* ARBEITSANWEISUNG 1
Beantworte anhand des Textauszugs über Eduardo Tenhave die folgenden Fragen:
(a) Wie alt ist der Touristenguide Eduardo?
(b) Wie weit und in welcher Richtung liegt Maraã von Manaus entfernt?
(c) Welches Geschenk erhält Eduardo zu seinem 18. Geburtstag von seinem Stiefvater?
* ARBEITSANWEISUNG 2
Entnimm dem Textauszug über Eduardo Tenhave wörtlich den Abschnitt von „Kindheit in den“ bis einschließlich „sich als Rapper.“.

* TEXTAUSZUG
= = = = = = =

Geboren wurde er im tiefen Amazonasgebiet, aber aufgewachsen ist er in den Niederlanden. Heute arbeitet Eduardo Tenhave als Guide für Touristen, die den Regenwald Brasiliens erleben möchten. Dazwischen liegen lange Jahre, in denen er das Leben der Einheimischen wieder von Grund auf erlernen musste.
Im Regenwald des Amazonas, unweit von Manaus im Nordwesten des Landes, sitzt eine Gruppe europäischer Tourist/innen um ein Lagerfeuer. Sie sollen die Nacht in Hängematten im Urwald verbringen, jedes fremde Geräusch im Unterholz ruft nervöse Blicke hervor. Nur der 25-jährige Touristenguide Eduardo sitzt seelenruhig in seiner Hängematte. Zur Ablenkung beginnt er, seine Lebensgeschichte zu erzählen. Denn vor nicht allzu langer Zeit war ihm der Urwald genauso fremd wie den Europäer/innen.
Kindheit in den Niederlanden
Geboren wurde Eduardo in Maraã, einem Dorf etwa 600 Kilometer westlich von Manaus. Es ist eine arme Gegend, die zum Großteil von Indigenen bewohnt wird, die von Fischfang und Landwirtschaft zur Selbstversorgung leben. Seinen leiblichen Vater hat er nie kennengelernt, doch bald nach seiner Geburt heiratet seine Mutter einen niederländischen Missionar, der ihn wie seinen eigenen Sohn annimmt. Von ihm erhält er auch seinen für Brasilien ungewöhnlichen niederländischen Nachnamen Tenhave. Als er drei ist, zieht die Familie in die Niederlande. Dort wächst er auf wie jedes andere niederländische Kind auch, geht zur Schule und lernt die Sprache. Als Jugendlicher geht er skaten und versucht sich als Rapper.
Wendepunkt
Zu seinem 18. Geburtstag bekommt er von seinem Stiefvater ein Flugticket nach Brasilien geschenkt. „Er wollte, dass ich das Land, aus dem ich komme, kennenlerne“, erzählt Eduardo. In Maraã angekommen fühlt er sich wie ein Tourist, alles ist ihm fremd. „Aber zu diesem Zeitpunkt war es wie ein Abenteuer für mich.“ Doch dann erreicht ihn eine schreckliche Nachricht: Seine Mutter verunglückte bei einem Autounfall tödlich. Nach dem Begräbnis in den Niederlanden stürzt er in eine tiefe Sinnkrise, denn seine Mutter war das Einzige, das ihn mit seiner Herkunft verband. Gegen den Willen seines Stiefvaters fliegt er zurück nach Brasilien, diesmal auf unbestimmte Zeit, um mit den Verwandten seiner Mutter zu leben.

= = = = = = =

* DATENZEILEN
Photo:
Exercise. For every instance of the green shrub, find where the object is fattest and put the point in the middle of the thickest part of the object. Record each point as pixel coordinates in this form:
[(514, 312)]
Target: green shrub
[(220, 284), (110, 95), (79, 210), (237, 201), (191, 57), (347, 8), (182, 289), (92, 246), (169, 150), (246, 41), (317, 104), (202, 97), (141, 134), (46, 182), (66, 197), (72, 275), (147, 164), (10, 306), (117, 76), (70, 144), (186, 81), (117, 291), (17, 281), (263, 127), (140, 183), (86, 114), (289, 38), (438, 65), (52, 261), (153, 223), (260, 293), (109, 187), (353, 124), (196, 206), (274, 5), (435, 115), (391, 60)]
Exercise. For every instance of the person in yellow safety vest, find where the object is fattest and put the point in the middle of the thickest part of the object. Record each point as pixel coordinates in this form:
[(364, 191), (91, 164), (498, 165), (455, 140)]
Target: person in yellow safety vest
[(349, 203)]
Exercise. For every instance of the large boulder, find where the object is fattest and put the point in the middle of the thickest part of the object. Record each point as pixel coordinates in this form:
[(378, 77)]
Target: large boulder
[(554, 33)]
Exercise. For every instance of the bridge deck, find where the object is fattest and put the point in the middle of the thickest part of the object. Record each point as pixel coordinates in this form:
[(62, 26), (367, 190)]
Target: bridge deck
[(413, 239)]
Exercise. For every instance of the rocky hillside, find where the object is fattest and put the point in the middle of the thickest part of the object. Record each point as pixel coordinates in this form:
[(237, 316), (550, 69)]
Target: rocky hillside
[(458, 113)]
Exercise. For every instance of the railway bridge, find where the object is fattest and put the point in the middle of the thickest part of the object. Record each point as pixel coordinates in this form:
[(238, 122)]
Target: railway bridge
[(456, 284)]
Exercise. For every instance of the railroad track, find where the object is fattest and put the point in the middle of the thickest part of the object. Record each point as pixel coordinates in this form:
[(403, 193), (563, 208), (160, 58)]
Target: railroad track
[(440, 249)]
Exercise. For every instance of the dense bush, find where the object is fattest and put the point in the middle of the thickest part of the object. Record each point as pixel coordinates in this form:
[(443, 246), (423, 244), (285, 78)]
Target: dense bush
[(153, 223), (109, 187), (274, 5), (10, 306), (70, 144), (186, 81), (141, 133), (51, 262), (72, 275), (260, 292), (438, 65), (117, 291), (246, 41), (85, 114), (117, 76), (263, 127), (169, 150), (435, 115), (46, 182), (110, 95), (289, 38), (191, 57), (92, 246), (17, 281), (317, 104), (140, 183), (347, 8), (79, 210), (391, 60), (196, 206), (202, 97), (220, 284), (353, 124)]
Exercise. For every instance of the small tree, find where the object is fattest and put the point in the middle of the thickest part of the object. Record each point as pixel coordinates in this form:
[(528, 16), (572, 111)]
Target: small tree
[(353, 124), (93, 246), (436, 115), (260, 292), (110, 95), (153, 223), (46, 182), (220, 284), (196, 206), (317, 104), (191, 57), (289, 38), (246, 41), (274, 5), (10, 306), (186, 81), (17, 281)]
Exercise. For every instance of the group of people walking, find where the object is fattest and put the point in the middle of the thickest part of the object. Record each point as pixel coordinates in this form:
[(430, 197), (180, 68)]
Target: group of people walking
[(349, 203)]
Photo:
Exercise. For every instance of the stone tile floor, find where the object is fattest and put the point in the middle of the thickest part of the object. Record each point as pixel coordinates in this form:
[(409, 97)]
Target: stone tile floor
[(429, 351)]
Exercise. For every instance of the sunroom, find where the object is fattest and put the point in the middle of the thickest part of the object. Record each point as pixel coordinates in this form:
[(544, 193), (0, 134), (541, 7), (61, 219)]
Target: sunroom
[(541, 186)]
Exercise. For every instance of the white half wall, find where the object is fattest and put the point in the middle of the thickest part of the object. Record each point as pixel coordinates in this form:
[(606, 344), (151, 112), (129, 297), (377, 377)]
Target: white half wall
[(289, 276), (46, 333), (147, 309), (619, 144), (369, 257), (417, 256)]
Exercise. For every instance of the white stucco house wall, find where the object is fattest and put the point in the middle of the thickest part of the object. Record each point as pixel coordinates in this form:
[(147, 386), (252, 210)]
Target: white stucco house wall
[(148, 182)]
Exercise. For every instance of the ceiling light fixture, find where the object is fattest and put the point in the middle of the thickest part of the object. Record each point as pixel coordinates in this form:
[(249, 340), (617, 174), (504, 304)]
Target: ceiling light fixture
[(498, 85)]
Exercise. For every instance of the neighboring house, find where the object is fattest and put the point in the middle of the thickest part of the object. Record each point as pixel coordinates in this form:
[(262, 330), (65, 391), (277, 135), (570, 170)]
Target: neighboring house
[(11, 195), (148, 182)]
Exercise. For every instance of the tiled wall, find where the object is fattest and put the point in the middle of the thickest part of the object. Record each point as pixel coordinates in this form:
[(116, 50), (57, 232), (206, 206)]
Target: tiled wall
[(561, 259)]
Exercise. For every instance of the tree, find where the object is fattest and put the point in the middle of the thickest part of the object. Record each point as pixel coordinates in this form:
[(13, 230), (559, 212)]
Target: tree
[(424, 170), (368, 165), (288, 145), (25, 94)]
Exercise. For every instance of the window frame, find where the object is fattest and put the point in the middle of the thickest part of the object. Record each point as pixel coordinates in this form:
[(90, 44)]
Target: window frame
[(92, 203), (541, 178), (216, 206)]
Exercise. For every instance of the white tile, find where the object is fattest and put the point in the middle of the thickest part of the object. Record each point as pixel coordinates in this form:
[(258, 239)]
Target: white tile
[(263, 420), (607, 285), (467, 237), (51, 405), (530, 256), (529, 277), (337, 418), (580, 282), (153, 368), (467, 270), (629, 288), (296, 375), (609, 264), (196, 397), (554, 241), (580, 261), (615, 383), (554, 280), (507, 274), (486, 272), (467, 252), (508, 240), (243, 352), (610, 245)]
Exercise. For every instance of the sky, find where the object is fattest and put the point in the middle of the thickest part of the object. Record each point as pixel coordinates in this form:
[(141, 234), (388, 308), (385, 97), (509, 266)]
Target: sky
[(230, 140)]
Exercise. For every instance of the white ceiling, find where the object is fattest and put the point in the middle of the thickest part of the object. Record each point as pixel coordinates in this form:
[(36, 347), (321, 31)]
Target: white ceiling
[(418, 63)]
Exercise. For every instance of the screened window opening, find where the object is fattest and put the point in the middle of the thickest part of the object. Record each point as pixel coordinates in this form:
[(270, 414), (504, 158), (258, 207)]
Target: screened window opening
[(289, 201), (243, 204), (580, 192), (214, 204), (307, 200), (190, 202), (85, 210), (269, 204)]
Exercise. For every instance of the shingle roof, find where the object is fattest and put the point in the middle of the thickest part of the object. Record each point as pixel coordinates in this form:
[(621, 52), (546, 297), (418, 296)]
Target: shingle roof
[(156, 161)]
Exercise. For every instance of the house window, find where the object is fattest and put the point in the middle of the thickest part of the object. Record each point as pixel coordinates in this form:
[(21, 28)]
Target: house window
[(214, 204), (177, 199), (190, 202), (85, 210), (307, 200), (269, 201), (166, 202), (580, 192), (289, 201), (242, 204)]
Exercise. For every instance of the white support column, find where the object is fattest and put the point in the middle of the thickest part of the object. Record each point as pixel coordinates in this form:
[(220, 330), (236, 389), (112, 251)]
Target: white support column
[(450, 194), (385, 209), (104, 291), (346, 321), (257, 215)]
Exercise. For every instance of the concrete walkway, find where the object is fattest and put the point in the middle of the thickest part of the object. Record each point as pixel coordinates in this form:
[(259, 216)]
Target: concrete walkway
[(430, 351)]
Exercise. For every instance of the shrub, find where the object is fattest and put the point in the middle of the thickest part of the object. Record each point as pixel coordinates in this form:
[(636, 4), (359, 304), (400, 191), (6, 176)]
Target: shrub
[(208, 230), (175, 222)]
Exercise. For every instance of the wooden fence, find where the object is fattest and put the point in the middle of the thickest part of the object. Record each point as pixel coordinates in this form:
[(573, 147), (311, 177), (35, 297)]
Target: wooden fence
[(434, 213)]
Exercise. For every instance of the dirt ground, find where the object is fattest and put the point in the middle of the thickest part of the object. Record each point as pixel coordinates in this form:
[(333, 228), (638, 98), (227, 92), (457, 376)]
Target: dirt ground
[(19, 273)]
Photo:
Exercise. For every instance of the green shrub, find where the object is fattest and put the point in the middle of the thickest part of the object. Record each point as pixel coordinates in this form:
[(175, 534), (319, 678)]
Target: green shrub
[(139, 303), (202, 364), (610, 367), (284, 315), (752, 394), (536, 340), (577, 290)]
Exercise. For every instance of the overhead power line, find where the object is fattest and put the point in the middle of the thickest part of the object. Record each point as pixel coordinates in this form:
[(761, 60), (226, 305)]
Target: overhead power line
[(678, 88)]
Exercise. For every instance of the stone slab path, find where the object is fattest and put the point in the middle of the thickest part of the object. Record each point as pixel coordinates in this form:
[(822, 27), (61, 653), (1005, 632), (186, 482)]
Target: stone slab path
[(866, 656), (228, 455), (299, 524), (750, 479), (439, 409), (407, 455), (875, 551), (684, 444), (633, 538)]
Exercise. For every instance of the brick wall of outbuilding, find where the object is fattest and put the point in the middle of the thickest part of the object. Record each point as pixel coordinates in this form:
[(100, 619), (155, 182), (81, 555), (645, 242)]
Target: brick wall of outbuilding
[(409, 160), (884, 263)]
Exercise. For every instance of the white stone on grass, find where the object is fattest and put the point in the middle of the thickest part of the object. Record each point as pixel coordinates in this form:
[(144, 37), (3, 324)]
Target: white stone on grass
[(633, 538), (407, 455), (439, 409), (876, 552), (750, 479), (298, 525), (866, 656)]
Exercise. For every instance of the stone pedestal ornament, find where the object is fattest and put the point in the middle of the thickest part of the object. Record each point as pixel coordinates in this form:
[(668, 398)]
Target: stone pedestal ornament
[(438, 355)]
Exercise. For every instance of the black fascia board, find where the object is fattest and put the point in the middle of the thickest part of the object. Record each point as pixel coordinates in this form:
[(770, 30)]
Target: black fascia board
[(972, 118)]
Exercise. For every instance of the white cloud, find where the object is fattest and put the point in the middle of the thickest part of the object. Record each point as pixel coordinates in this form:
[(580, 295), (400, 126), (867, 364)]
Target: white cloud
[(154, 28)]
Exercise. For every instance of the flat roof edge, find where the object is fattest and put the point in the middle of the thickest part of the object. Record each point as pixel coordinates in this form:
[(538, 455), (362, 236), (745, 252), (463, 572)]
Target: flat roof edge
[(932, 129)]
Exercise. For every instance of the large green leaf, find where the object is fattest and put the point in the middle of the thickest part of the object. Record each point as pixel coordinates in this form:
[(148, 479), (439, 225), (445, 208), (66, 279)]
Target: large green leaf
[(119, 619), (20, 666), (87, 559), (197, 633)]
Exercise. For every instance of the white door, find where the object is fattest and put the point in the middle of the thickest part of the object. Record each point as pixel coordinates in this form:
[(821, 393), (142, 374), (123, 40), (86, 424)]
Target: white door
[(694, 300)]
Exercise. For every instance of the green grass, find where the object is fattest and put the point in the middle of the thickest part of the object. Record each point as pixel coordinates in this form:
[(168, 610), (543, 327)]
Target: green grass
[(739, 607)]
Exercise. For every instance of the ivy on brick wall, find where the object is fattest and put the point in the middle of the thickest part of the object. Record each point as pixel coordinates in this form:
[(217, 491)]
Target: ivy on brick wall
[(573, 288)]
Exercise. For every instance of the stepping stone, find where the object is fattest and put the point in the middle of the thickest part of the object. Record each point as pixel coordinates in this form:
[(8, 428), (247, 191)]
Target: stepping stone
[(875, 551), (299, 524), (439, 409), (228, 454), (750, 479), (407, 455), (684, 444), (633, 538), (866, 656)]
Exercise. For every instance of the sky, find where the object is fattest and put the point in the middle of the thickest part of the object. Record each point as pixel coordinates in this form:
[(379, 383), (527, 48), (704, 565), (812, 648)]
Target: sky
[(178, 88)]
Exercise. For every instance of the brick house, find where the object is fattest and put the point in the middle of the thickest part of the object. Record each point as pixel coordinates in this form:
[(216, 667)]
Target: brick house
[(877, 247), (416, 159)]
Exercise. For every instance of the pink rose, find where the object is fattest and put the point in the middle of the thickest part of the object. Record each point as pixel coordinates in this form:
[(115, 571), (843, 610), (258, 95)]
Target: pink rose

= = = = = = =

* LÖSUNG 1
(a) 25 Jahre.
(b) Etwa 600 Kilometer westlich.
(c) Ein Flugticket nach Brasilien.

* LÖSUNG 2
Kindheit in den Niederlanden
Geboren wurde Eduardo in Maraã, einem Dorf etwa 600 Kilometer westlich von Manaus. Es ist eine arme Gegend, die zum Großteil von Indigenen bewohnt wird, die von Fischfang und Landwirtschaft zur Selbstversorgung leben. Seinen leiblichen Vater hat er nie kennengelernt, doch bald nach seiner Geburt heiratet seine Mutter einen niederländischen Missionar, der ihn wie seinen eigenen Sohn annimmt. Von ihm erhält er auch seinen für Brasilien ungewöhnlichen niederländischen Nachnamen Tenhave. Als er drei ist, zieht die Familie in die Niederlande. Dort wächst er auf wie jedes andere niederländische Kind auch, geht zur Schule und lernt die Sprache. Als Jugendlicher geht er skaten und versucht sich als Rapper.